* **Information given**
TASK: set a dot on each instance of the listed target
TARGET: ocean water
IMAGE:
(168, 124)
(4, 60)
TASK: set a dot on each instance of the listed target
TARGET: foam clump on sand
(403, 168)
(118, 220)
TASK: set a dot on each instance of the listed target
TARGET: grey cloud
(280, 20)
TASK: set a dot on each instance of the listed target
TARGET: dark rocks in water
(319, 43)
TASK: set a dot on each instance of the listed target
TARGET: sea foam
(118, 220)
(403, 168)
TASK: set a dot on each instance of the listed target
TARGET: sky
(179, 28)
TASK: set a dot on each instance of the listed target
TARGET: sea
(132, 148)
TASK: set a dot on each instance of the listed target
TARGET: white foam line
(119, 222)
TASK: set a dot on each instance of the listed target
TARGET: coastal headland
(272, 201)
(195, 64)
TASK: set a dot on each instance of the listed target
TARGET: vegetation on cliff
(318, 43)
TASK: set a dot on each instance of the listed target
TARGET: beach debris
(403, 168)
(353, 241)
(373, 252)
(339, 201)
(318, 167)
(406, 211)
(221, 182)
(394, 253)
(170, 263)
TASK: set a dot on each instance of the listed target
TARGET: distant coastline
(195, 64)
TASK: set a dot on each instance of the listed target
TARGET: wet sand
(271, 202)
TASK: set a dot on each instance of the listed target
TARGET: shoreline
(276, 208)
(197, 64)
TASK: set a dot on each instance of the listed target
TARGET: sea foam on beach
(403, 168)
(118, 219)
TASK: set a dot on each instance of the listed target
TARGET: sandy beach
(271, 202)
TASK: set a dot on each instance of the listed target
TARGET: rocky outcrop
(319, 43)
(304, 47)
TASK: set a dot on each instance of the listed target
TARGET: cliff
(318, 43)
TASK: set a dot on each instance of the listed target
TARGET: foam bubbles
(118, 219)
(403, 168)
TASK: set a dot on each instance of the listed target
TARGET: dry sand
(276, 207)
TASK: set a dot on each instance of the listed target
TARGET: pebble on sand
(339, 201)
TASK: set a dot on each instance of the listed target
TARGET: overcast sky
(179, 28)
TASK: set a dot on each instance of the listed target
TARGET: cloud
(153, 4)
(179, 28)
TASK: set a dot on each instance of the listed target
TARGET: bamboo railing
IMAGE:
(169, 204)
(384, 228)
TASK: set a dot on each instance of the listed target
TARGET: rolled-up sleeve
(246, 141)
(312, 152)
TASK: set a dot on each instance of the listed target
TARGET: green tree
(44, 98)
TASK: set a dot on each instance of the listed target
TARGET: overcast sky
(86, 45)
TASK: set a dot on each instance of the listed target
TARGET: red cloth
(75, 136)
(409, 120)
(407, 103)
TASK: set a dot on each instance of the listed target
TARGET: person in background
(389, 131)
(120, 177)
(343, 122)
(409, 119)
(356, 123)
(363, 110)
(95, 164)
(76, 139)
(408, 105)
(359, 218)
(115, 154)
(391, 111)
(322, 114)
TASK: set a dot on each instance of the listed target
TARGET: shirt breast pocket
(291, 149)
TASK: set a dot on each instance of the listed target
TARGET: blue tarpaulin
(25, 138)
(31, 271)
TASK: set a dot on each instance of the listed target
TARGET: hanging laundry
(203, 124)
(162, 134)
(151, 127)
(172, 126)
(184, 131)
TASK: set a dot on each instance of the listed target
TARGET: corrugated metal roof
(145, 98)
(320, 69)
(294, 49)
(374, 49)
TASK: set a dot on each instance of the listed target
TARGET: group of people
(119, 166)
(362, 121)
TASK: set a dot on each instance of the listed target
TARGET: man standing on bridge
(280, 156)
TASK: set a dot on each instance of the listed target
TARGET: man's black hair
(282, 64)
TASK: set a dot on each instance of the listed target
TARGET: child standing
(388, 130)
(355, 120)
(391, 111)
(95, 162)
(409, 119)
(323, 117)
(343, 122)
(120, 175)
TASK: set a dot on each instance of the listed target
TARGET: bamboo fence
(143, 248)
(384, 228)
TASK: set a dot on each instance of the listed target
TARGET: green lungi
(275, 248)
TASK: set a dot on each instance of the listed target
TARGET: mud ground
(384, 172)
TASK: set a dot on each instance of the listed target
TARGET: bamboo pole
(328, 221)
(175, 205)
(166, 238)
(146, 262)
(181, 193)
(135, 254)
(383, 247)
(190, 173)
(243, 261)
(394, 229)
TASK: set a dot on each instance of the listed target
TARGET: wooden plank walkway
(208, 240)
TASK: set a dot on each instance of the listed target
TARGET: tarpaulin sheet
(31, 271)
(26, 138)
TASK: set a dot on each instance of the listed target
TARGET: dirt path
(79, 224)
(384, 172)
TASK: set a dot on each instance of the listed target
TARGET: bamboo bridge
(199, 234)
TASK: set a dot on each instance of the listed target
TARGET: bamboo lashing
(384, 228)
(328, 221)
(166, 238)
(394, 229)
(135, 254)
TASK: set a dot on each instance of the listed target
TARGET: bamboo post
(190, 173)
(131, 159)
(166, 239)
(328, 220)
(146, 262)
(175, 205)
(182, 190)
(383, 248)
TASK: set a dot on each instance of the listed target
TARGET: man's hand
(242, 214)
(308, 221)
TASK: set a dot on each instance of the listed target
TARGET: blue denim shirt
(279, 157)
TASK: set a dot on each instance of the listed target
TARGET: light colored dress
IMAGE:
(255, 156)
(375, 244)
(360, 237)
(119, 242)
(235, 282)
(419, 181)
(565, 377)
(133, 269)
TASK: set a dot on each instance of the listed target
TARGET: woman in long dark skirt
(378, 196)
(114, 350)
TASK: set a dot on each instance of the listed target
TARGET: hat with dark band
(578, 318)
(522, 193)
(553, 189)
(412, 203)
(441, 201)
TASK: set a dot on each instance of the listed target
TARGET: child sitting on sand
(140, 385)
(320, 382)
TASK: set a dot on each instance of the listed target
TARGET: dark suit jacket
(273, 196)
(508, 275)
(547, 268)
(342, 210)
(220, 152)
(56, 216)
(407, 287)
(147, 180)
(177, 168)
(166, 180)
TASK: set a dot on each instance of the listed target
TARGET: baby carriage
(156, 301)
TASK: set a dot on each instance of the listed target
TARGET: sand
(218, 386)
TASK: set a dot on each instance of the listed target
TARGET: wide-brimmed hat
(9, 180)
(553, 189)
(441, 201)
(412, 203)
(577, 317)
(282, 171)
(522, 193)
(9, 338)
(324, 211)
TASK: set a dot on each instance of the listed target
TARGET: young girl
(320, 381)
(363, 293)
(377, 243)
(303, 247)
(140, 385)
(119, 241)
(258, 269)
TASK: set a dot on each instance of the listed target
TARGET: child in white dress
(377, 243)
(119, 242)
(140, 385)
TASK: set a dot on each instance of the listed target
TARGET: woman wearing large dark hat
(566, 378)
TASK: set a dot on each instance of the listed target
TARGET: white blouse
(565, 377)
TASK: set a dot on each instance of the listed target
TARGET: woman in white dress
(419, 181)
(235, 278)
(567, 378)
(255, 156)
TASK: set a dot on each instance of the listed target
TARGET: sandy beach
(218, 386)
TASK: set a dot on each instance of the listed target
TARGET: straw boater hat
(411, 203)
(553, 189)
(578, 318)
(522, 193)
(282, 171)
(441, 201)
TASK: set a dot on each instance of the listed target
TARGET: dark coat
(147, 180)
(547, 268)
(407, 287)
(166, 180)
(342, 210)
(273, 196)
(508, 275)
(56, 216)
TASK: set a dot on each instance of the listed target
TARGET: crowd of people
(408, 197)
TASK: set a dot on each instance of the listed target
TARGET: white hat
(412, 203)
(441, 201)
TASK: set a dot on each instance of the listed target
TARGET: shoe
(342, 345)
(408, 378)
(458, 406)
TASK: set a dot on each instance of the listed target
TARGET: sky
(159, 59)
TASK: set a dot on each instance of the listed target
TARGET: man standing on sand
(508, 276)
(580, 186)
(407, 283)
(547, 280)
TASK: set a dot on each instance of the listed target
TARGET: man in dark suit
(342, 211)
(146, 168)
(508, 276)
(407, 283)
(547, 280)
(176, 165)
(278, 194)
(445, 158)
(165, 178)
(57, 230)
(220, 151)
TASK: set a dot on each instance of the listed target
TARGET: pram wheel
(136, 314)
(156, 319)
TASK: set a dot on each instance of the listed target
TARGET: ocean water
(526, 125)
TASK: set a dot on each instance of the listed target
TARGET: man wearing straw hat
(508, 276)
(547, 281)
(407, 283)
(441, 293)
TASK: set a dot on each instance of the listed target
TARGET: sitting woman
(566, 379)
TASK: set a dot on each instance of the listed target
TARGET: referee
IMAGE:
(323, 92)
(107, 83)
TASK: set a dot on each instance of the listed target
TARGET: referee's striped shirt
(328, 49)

* **Problem**
Report how many lines in the data above contain the string "beach", giving only the number.

* **Task result**
4